Extract the lines of the items from the very first one through the line containing "[[166, 160]]", and repeat them word for word. Leave the pictures out of your answer.

▸ **Supplied data**
===
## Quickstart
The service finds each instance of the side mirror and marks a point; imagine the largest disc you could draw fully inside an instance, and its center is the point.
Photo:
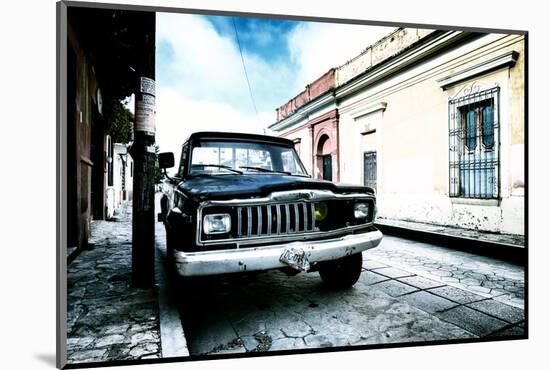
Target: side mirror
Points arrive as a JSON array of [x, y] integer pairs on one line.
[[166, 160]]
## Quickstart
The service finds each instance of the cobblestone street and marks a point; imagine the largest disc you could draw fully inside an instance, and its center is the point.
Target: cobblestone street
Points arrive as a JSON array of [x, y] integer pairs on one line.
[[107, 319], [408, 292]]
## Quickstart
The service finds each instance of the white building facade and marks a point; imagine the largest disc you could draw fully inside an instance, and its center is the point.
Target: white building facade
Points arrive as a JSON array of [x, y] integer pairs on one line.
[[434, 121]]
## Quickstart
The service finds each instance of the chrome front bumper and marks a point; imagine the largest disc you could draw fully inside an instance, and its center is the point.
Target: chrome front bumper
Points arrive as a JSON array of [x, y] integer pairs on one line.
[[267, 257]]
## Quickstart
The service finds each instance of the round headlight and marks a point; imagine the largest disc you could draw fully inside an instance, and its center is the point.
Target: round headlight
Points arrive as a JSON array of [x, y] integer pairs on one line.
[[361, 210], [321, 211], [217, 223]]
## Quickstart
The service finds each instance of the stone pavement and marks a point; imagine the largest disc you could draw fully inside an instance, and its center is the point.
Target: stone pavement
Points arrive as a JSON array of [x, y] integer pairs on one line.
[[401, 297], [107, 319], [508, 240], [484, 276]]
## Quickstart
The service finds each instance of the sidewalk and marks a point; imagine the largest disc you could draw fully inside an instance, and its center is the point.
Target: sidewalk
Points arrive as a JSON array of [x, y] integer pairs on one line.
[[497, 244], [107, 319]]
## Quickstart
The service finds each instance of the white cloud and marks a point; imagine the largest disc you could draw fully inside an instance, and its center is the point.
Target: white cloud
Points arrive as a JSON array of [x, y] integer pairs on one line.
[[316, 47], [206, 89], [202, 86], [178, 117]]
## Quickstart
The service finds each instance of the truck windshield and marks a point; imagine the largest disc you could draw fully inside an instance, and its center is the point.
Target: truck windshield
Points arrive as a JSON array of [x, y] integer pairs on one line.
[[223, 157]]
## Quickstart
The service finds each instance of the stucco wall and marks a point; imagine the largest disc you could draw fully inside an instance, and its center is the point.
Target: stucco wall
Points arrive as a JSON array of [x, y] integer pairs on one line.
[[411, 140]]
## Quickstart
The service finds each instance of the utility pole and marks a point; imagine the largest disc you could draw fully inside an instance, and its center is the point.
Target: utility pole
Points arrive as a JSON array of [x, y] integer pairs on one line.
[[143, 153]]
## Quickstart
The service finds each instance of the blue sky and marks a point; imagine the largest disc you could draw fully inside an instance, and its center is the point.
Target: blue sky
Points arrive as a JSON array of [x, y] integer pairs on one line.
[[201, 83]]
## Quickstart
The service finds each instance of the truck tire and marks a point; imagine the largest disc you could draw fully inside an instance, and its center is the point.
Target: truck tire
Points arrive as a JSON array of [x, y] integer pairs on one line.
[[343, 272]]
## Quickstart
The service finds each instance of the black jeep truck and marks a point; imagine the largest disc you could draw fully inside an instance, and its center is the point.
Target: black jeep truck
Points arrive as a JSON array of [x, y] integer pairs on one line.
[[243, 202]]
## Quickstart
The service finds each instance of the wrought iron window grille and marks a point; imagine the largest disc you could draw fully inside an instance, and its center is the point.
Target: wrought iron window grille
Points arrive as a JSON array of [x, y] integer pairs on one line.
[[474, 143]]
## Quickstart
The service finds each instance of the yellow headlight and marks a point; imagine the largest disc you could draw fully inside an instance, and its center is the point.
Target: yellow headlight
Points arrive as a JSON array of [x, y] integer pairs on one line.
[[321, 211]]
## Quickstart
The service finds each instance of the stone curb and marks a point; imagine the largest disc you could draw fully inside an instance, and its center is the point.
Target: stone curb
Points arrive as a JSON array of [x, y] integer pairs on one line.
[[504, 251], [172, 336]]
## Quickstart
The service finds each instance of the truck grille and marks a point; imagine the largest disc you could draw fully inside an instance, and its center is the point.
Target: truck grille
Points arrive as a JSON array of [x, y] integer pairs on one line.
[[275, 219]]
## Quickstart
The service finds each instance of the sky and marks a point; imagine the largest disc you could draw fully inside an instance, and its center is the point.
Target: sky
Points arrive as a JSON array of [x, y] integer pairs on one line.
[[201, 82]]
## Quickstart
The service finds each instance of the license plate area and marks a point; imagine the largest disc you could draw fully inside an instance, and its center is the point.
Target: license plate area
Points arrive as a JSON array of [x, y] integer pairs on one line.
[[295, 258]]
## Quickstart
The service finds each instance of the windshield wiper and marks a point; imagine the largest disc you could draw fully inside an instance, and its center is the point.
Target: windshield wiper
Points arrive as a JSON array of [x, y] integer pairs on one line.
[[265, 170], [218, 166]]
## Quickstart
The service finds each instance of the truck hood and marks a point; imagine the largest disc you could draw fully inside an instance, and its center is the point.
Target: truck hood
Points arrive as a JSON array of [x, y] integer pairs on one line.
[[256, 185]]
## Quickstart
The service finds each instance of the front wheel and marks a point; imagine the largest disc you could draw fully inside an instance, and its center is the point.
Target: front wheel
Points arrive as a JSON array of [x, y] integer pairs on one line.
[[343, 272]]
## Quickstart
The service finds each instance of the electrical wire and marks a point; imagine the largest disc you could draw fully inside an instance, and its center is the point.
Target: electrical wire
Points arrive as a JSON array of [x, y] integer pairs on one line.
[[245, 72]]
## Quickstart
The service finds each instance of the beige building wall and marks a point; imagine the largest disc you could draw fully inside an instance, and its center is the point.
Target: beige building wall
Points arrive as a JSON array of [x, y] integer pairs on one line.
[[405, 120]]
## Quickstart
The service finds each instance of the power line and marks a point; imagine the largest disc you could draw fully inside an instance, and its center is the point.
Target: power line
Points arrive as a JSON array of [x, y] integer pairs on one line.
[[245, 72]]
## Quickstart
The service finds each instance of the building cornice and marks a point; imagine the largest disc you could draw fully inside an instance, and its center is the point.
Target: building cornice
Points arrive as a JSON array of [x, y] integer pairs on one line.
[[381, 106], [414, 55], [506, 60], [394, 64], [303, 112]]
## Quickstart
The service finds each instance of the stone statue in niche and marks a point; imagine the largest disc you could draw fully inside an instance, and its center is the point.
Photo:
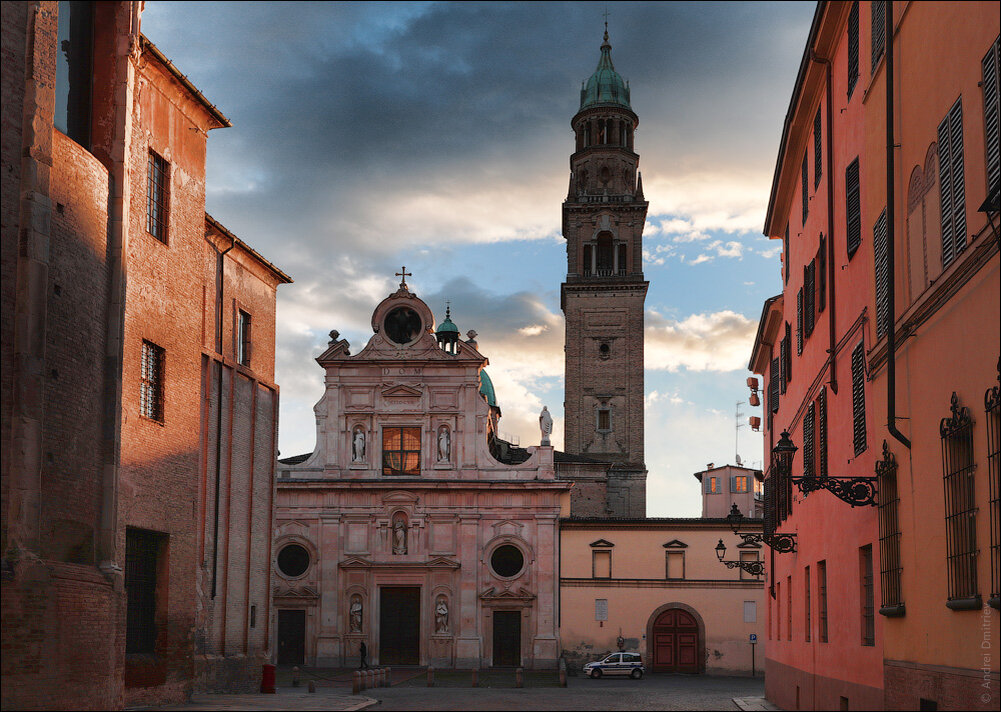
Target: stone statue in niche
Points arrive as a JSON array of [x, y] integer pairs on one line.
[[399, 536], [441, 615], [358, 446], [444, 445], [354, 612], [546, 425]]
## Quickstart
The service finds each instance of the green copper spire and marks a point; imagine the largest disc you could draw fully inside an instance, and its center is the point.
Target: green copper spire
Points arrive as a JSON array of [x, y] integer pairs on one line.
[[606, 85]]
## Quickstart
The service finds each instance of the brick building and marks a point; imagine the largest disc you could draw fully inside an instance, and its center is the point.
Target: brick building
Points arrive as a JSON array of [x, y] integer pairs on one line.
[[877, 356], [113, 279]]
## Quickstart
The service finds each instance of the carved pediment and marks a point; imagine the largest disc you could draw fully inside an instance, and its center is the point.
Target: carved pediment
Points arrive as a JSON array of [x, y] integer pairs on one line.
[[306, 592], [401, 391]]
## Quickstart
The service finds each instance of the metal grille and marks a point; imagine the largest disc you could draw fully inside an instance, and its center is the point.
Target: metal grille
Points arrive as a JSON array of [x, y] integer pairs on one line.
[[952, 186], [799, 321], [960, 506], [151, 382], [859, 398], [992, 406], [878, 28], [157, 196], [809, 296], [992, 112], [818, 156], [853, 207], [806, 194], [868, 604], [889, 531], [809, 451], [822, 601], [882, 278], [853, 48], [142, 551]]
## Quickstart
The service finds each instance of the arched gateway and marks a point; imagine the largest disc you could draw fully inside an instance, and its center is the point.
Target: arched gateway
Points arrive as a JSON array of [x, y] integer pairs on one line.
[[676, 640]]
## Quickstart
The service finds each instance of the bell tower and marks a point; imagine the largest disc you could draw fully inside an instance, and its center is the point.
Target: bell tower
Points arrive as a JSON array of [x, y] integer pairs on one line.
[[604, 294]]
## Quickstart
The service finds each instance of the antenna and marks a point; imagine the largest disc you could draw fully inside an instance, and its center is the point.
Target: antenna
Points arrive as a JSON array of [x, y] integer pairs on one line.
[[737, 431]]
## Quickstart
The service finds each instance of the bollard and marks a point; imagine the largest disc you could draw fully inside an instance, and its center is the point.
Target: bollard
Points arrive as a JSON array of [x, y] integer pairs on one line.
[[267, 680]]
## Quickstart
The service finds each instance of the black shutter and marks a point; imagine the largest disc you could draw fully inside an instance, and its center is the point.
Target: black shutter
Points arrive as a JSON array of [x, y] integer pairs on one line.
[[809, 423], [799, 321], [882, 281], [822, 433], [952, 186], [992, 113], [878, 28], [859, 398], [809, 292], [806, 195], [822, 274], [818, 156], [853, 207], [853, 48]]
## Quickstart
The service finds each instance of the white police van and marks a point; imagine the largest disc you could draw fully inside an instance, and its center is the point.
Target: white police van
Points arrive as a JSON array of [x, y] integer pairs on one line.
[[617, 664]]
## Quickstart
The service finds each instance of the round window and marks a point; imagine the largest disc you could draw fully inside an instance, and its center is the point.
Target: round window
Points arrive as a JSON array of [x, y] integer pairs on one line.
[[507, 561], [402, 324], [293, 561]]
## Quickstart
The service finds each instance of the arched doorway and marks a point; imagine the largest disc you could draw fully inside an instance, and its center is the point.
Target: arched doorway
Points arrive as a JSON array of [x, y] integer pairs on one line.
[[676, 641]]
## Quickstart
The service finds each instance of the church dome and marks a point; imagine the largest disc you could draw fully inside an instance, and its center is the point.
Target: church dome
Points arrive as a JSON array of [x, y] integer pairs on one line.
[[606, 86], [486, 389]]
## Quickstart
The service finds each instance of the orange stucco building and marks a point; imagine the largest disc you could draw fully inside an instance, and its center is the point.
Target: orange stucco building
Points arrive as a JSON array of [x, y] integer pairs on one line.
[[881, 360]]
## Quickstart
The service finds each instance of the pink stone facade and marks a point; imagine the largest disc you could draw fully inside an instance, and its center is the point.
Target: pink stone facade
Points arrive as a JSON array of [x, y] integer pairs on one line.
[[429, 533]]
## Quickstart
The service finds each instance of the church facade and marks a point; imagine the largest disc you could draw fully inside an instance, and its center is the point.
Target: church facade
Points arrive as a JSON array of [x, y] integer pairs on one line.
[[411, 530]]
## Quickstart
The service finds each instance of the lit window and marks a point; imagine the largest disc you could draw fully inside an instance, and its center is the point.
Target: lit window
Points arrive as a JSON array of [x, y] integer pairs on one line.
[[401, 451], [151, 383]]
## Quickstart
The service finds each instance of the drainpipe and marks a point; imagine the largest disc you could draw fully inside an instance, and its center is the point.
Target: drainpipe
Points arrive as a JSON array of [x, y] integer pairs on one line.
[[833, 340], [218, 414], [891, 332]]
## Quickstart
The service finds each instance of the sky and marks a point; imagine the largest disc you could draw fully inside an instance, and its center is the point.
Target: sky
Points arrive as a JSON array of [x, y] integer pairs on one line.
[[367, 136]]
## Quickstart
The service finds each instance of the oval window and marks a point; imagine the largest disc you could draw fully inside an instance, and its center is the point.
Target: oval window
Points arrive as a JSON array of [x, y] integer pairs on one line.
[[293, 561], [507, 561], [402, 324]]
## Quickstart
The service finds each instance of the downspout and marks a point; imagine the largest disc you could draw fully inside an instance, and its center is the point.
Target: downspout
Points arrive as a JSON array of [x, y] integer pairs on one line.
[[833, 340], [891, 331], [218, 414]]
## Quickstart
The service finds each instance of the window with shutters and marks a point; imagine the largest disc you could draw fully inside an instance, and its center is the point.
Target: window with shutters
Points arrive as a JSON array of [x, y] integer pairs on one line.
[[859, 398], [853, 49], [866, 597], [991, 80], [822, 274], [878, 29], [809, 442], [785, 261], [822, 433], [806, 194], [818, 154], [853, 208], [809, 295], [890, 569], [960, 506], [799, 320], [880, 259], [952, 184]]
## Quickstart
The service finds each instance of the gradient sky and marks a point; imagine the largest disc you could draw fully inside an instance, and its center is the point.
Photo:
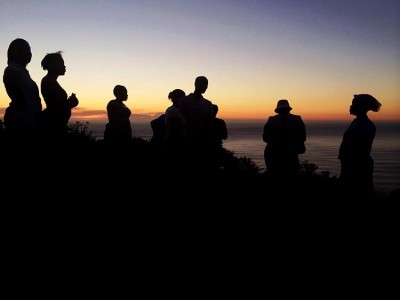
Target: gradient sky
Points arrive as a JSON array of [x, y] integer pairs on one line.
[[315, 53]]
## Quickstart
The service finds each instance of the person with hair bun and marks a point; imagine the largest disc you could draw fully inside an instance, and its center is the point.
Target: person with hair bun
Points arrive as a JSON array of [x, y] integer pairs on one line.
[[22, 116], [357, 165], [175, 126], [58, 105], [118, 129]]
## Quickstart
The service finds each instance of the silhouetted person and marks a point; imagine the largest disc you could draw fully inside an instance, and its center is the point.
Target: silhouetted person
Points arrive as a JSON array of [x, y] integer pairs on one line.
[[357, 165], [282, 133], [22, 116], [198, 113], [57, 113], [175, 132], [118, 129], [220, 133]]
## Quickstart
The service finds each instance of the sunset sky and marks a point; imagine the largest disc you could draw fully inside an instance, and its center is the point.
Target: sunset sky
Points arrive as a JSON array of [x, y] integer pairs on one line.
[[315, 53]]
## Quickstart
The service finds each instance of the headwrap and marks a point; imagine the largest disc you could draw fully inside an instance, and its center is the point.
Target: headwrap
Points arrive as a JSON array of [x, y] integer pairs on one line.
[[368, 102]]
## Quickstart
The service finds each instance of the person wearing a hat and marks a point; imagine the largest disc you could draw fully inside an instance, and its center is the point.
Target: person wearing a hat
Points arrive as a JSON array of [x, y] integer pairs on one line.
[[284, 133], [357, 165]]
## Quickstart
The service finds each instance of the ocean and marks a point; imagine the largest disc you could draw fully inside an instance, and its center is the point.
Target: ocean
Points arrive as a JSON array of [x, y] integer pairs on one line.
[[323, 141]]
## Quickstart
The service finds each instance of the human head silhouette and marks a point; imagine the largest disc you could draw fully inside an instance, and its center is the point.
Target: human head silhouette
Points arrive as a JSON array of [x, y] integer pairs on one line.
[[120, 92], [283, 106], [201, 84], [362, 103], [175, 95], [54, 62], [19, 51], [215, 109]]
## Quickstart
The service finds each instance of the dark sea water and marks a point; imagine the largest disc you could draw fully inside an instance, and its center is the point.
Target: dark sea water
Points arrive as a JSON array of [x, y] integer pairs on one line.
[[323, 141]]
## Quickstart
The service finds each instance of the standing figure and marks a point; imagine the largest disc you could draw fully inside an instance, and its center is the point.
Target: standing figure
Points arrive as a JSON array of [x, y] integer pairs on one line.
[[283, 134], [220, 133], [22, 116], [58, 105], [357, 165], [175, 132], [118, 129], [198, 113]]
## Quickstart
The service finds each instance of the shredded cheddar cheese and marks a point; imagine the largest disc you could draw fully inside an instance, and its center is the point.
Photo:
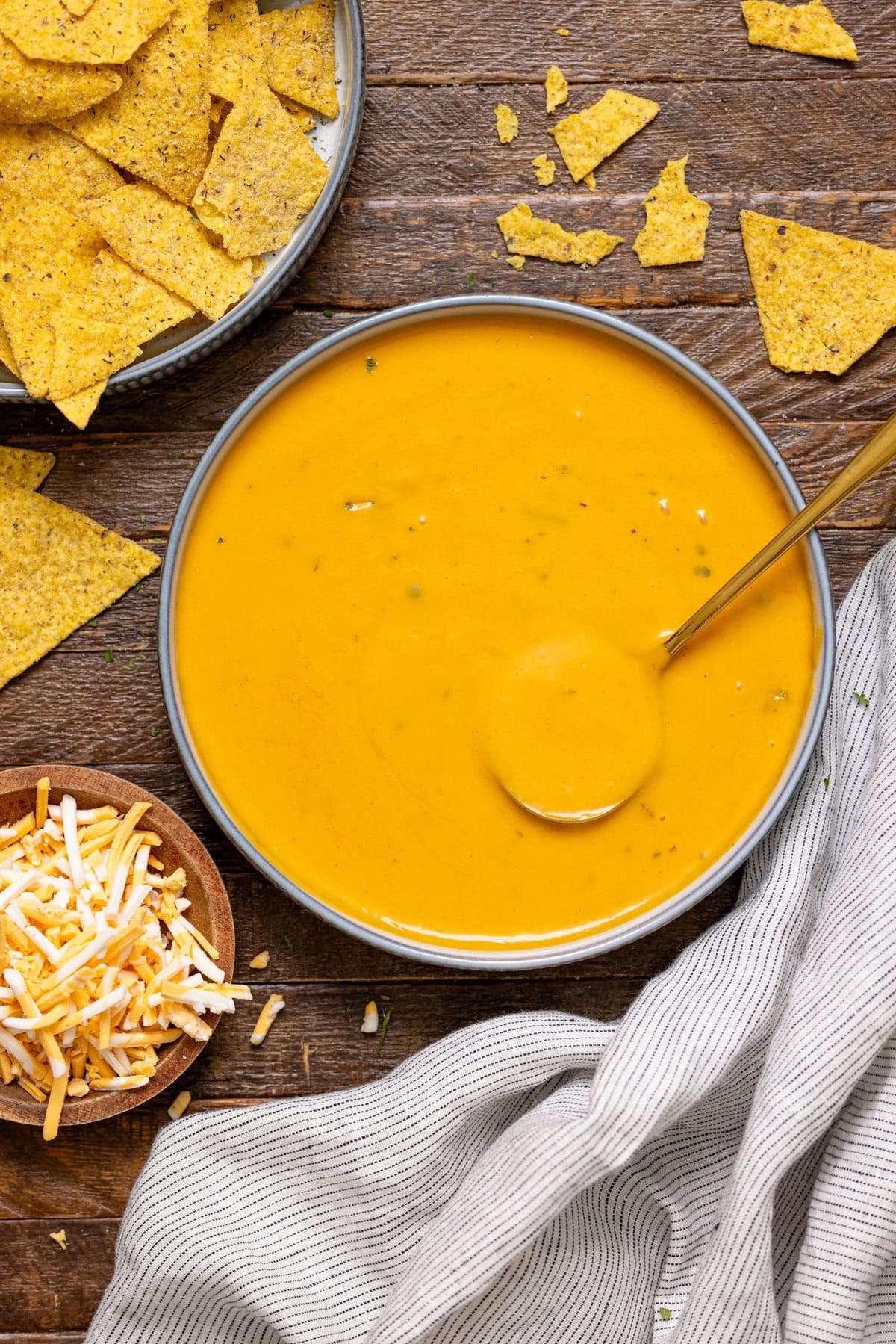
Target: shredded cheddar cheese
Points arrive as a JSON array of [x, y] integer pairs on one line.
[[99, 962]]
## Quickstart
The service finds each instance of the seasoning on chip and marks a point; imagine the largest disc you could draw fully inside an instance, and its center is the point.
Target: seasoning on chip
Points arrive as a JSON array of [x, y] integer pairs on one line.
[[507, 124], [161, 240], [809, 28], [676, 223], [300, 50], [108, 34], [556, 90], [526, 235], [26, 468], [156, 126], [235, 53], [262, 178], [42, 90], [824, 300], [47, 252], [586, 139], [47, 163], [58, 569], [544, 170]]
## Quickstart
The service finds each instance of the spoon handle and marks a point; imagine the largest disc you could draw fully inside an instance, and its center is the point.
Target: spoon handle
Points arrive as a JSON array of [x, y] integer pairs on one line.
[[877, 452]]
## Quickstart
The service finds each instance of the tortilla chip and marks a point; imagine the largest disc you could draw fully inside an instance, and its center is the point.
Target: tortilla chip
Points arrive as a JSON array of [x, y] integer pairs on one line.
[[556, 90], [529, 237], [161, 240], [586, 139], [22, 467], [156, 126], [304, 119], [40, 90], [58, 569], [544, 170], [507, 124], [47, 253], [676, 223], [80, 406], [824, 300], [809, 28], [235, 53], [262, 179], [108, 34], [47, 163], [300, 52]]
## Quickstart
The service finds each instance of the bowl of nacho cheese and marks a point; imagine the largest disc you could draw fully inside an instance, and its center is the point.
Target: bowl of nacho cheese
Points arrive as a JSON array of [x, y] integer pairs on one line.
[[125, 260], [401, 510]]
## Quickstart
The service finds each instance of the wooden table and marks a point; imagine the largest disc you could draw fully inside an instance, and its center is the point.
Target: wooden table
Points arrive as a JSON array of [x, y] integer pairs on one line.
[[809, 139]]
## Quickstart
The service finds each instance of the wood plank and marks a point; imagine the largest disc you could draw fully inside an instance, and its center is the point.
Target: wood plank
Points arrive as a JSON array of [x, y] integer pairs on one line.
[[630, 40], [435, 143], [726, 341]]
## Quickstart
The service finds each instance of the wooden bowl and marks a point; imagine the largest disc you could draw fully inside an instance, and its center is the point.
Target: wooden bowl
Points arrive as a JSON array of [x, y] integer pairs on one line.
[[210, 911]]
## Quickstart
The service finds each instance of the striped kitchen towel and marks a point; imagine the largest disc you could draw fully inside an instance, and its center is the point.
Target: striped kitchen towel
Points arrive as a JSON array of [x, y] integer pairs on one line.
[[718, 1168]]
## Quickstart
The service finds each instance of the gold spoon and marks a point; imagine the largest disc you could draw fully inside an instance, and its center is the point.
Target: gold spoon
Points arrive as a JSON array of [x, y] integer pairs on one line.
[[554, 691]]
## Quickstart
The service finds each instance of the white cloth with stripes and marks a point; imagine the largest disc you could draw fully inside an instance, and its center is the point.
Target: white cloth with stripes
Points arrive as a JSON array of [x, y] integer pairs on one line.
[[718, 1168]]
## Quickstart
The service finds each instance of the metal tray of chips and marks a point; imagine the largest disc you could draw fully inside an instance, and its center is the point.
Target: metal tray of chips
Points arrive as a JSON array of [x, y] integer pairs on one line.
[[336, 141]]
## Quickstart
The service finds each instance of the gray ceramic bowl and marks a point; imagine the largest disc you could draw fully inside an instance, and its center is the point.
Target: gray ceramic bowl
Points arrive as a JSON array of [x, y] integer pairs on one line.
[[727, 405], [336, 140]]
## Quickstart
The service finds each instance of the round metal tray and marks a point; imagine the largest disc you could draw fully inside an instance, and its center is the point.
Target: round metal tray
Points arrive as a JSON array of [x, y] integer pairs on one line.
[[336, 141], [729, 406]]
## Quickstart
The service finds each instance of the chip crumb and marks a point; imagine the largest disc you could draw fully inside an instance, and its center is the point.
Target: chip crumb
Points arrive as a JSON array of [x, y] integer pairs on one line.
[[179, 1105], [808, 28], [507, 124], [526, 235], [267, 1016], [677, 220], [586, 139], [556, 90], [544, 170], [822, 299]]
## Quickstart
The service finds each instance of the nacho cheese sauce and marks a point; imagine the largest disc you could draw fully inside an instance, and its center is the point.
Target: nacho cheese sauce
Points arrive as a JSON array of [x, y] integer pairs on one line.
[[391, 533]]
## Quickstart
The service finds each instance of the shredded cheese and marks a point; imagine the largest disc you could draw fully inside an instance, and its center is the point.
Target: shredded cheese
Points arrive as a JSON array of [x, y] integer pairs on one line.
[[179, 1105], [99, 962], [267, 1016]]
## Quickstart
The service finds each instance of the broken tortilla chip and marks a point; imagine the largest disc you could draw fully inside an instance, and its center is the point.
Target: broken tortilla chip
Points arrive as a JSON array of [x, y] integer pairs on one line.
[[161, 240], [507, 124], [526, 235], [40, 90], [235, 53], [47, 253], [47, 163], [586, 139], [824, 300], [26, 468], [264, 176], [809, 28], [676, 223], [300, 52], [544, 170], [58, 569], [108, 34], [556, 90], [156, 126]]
===
▸ **Response to the task**
## Quickstart
The service finds each instance of the side mirror and marks a point; imagine the largest disc you could draw fully inside an instance, and its center is the point.
Photo:
Target: side mirror
Points arrive as a JSON array of [x, y] integer pairs on one line.
[[166, 160]]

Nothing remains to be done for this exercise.